=== How to complete this task ===
Exactly the lines below from the one with "Target: tall tree" up to and including the one with "Where can the distant worker" make up the answer, with nothing else added.

=== Records for this task ===

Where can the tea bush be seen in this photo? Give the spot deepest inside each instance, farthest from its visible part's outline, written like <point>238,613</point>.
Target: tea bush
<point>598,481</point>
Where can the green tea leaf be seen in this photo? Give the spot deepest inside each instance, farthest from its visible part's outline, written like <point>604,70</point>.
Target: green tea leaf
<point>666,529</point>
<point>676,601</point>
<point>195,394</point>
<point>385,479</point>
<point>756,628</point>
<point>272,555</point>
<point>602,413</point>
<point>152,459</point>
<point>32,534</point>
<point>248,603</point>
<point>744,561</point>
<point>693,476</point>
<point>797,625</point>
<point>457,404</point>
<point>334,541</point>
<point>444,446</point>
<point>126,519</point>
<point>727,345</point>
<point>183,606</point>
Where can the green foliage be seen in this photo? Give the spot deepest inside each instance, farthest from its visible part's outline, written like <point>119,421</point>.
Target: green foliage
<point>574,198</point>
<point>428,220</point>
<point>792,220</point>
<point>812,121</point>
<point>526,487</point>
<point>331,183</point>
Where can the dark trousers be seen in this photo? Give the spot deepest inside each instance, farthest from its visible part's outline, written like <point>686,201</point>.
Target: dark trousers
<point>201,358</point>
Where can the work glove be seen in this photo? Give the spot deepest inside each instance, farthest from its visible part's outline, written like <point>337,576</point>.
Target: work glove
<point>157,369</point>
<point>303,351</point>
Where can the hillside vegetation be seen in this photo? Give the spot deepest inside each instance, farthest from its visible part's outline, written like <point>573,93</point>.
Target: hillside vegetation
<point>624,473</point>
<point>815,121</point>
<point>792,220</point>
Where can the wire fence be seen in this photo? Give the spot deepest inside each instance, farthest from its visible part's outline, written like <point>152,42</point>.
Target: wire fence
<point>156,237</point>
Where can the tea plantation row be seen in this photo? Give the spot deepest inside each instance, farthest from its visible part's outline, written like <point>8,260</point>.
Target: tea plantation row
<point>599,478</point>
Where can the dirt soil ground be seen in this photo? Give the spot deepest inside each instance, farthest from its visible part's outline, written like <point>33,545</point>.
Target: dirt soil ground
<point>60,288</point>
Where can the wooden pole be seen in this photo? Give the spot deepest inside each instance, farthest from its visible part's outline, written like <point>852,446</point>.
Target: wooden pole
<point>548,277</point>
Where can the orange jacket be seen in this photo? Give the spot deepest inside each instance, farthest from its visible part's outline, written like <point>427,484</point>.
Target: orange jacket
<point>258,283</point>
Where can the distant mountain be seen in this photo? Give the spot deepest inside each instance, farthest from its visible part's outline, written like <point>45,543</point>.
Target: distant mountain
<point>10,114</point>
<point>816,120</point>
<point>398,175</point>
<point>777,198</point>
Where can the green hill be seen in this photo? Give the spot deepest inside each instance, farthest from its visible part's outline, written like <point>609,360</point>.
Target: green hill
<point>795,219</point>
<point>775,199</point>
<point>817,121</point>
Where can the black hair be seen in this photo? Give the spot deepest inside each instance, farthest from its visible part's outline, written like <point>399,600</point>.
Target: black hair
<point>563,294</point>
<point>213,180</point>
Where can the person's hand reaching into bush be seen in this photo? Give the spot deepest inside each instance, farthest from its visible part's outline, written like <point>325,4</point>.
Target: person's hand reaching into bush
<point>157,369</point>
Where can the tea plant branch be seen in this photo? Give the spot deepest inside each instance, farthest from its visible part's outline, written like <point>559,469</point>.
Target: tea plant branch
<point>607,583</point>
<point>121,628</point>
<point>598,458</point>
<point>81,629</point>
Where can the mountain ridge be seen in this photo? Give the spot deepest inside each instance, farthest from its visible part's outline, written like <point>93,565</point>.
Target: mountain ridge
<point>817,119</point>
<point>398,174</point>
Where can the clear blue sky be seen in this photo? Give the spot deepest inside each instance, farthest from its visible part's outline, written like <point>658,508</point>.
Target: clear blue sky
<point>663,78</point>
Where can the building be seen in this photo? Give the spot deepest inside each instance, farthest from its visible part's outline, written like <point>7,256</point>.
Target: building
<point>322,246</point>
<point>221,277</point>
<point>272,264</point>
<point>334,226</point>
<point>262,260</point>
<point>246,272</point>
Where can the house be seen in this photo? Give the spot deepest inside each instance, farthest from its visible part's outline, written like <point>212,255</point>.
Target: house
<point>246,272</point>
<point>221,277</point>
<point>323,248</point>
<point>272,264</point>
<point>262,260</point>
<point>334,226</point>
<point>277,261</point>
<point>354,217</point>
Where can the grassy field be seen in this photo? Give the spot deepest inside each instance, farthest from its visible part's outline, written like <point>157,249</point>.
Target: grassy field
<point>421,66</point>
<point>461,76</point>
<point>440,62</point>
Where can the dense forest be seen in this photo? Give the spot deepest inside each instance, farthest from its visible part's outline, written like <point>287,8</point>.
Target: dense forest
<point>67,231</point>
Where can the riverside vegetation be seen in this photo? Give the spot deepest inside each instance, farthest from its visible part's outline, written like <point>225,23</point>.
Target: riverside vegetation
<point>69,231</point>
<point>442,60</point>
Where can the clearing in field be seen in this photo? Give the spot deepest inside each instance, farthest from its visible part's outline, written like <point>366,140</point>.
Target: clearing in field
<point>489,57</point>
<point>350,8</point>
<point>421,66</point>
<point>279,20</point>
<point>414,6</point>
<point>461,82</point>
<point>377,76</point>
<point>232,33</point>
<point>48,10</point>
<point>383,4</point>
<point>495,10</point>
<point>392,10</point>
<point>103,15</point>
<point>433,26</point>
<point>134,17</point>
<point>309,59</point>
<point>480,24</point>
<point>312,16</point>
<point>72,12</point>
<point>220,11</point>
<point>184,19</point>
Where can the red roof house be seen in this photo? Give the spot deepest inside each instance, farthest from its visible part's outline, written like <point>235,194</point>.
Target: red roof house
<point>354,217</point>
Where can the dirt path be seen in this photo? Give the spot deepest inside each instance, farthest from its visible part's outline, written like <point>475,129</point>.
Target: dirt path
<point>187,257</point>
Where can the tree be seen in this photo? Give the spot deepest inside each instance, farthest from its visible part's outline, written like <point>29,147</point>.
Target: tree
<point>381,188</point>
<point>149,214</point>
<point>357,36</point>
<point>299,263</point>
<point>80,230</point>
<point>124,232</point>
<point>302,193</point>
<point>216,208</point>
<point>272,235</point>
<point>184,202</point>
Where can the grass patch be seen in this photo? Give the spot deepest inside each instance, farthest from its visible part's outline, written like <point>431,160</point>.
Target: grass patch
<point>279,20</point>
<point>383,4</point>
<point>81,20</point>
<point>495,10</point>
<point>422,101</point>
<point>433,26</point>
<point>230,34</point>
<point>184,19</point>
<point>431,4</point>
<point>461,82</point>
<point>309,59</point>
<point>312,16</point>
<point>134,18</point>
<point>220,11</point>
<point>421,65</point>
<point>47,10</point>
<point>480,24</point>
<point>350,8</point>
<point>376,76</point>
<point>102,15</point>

...

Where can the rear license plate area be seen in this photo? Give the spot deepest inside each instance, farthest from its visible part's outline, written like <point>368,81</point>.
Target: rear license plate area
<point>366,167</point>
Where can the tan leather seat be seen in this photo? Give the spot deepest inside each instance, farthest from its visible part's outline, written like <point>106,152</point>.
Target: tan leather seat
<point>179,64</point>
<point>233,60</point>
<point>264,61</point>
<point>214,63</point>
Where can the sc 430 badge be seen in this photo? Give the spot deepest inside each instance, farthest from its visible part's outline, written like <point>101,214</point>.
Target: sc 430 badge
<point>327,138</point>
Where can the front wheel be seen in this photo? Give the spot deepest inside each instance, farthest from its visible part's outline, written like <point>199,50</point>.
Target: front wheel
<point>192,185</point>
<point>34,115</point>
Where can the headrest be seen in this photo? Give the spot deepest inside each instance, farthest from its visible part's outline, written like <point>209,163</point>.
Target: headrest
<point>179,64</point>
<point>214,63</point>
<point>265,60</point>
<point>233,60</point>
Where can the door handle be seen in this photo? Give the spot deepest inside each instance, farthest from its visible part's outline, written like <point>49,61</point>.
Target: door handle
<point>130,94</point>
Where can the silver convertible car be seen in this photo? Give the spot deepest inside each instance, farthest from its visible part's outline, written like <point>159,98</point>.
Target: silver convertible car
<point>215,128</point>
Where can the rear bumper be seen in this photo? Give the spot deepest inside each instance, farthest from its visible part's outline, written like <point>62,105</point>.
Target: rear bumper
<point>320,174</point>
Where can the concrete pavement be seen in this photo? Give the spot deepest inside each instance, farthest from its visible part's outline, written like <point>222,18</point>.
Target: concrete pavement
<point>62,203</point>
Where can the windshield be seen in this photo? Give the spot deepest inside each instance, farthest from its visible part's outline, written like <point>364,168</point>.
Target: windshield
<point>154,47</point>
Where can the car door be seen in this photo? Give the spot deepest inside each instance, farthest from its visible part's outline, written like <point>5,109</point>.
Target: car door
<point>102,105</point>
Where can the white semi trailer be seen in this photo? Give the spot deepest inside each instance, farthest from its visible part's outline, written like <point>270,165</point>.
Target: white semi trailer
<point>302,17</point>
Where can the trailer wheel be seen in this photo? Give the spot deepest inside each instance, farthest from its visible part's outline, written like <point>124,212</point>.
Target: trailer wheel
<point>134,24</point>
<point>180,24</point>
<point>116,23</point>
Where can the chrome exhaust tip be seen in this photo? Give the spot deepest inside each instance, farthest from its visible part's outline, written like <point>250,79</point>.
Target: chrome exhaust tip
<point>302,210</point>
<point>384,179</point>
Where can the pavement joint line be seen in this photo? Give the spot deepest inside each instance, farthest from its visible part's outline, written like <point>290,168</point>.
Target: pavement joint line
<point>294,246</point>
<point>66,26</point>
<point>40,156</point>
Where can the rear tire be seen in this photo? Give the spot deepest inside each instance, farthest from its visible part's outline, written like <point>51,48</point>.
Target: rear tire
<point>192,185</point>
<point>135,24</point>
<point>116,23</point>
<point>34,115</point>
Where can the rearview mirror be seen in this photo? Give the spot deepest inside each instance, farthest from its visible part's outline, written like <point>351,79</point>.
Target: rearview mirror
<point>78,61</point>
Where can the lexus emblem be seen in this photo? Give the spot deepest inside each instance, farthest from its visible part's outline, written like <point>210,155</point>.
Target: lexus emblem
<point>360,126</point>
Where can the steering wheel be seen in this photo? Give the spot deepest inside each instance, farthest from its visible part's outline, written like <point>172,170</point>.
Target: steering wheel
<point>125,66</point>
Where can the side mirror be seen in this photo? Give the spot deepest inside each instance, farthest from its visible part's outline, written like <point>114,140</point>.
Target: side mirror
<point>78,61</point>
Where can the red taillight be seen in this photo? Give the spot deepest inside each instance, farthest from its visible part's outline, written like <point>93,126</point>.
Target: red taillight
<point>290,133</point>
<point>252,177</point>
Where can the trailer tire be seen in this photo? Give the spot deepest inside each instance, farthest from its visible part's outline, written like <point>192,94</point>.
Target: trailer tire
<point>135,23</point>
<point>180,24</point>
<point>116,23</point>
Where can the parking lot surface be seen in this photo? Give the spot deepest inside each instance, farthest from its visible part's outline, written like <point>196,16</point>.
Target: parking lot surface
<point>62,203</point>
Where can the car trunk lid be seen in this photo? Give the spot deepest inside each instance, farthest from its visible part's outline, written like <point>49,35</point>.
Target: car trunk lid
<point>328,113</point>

---

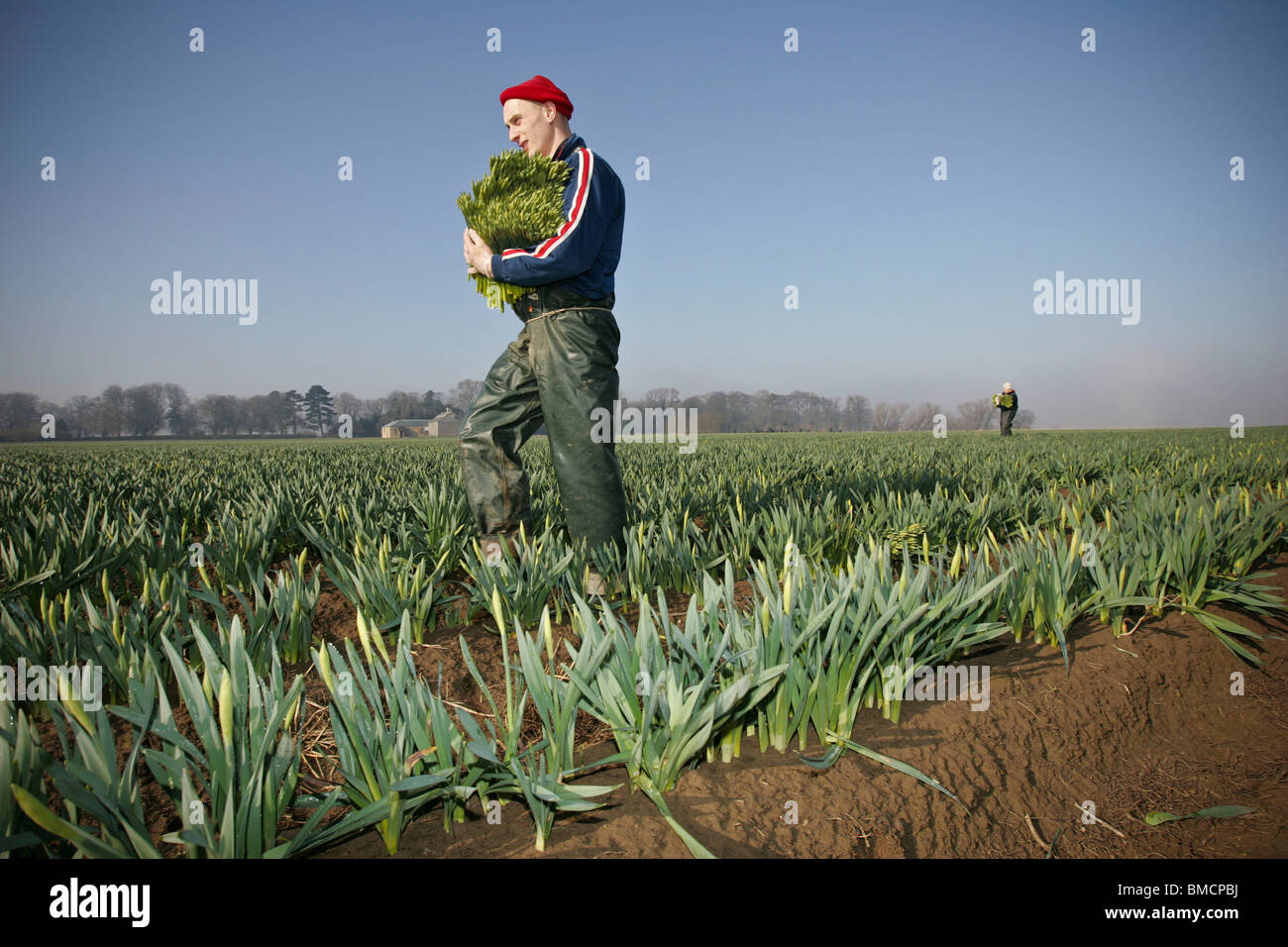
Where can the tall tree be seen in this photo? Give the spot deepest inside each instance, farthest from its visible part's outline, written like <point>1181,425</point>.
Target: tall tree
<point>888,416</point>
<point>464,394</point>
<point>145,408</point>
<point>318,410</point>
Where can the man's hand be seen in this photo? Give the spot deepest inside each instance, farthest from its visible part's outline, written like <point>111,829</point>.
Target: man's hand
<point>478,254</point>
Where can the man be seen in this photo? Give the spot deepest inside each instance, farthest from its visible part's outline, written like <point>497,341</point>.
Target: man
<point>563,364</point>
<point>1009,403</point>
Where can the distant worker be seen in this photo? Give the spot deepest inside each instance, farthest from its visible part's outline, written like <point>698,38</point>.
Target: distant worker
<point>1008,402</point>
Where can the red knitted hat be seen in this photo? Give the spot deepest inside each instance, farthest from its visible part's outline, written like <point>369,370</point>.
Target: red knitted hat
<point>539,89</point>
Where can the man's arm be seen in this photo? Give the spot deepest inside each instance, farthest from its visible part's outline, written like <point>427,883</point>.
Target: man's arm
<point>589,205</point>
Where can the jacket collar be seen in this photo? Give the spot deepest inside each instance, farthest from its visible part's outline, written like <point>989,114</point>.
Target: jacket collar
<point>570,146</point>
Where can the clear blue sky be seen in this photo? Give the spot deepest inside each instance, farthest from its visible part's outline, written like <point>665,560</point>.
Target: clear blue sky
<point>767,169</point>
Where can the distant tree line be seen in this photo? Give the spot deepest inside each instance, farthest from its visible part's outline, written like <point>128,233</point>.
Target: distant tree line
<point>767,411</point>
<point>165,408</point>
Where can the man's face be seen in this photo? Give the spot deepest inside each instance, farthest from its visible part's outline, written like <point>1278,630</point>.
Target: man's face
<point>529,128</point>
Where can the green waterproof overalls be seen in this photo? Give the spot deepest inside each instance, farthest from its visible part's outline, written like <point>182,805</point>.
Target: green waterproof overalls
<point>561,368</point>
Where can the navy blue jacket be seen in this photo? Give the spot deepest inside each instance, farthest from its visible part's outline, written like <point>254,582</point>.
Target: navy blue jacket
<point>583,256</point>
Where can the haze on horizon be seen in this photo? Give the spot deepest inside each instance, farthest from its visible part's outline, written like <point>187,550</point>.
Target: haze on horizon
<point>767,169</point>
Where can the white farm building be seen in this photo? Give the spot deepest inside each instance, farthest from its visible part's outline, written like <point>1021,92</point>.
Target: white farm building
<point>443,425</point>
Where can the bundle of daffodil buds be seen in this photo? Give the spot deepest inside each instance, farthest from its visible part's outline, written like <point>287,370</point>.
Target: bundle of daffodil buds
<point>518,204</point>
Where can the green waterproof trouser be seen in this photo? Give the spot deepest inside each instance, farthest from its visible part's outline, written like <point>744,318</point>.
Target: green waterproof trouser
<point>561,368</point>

=== Response box ===
Target: tall tree
<point>888,416</point>
<point>464,394</point>
<point>145,408</point>
<point>318,410</point>
Where can the man's hand be seen in this photo? Give the spot deepest inside each instance, farthest from its visible part's outline, written like <point>111,829</point>.
Target: man's hand
<point>478,254</point>
Where can the man be seen in this photo? Give the spot deepest inside each instance, farthest from its visible part's outline, written like <point>497,341</point>.
Target: man
<point>563,364</point>
<point>1009,403</point>
Where can the distant worker be seen in this photo? Give the spot deepest inside each instance, farthest from its visible part's outline, written like <point>698,38</point>.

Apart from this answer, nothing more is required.